▶ **SUPPLIED DATA**
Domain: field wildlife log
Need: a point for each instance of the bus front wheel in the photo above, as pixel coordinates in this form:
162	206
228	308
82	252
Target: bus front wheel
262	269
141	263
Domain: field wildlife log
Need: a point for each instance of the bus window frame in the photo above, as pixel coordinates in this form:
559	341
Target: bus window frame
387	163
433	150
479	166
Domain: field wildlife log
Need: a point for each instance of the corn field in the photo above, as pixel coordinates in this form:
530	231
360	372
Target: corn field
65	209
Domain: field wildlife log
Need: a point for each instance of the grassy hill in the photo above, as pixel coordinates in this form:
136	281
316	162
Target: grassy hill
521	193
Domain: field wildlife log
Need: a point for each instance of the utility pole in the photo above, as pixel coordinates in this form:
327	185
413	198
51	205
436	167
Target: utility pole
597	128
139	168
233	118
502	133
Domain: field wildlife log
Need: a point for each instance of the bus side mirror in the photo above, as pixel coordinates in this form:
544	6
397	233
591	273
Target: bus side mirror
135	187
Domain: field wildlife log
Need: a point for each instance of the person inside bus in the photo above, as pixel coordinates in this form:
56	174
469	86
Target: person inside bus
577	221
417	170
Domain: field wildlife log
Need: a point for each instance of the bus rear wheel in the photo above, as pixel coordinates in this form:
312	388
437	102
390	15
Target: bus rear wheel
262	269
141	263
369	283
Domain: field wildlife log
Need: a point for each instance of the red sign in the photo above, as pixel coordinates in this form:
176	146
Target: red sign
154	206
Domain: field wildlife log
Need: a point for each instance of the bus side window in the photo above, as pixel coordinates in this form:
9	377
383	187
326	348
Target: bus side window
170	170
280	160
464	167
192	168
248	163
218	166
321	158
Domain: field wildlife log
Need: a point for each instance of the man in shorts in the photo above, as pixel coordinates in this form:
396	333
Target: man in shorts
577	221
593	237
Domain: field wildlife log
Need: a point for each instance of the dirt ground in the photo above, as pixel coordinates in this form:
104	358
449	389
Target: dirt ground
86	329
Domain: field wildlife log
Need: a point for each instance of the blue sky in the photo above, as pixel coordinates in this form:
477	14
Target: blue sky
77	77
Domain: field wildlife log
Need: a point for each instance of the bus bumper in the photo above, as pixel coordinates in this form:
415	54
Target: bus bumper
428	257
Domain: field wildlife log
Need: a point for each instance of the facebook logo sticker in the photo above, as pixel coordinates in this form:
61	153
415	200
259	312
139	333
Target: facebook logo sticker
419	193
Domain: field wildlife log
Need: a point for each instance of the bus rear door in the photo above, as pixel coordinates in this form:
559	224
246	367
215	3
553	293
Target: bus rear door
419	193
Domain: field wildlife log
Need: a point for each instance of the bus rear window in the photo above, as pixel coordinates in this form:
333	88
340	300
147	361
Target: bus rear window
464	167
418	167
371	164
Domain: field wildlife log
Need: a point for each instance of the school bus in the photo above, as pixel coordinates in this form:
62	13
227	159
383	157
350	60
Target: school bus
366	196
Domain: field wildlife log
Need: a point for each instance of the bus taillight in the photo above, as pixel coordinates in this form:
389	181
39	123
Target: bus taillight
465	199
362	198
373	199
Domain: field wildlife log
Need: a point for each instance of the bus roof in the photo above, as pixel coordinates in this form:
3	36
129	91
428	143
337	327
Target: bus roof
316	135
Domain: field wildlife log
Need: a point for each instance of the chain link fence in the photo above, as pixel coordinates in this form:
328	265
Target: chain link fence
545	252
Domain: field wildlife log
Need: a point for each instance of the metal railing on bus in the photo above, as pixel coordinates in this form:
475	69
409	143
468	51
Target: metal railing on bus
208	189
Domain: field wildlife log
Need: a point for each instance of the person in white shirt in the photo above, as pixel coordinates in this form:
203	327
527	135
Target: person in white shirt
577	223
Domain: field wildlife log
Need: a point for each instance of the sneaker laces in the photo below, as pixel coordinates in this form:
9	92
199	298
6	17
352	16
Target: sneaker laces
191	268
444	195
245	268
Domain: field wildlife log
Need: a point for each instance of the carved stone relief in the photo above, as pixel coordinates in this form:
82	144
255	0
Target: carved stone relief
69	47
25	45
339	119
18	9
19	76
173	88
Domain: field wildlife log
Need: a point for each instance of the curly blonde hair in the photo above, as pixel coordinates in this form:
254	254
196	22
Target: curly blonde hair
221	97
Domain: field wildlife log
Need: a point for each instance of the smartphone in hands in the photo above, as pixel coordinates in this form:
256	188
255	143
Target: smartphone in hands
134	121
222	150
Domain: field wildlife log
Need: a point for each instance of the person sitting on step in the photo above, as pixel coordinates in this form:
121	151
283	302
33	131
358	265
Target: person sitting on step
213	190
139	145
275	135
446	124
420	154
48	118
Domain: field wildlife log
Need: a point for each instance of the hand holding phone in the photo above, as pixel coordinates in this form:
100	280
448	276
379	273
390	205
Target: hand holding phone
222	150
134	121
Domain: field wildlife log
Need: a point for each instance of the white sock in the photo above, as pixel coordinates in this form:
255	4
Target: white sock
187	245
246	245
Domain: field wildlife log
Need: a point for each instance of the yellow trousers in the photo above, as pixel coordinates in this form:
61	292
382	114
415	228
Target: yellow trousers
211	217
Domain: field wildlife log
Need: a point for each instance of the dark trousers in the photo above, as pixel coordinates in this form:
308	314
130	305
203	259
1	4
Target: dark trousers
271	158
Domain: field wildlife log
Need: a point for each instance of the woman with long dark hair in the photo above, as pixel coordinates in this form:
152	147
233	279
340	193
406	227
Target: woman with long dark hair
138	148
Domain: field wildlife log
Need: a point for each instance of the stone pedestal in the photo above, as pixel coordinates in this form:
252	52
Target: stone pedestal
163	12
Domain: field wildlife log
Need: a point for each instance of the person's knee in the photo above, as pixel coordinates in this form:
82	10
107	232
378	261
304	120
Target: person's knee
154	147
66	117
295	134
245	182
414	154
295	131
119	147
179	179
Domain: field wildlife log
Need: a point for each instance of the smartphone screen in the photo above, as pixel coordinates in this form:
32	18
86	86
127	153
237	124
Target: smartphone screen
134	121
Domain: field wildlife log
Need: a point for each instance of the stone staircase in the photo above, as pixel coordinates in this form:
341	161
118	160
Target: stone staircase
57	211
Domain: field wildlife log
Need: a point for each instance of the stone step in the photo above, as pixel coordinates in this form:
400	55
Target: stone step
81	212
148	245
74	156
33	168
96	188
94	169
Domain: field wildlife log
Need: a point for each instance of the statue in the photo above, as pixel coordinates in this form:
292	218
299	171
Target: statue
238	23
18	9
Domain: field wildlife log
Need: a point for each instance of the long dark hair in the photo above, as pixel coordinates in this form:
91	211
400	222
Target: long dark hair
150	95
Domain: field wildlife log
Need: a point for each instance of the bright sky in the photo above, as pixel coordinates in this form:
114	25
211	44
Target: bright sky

▶ **EXERCISE**
Only lines with the word "bright" belong in the answer; copy each of them from the material above.

▶ **WRITTEN SOLUTION**
Need: a point for each instance of the bright sky in the photo above, as pixel coordinates in this form:
Target: bright sky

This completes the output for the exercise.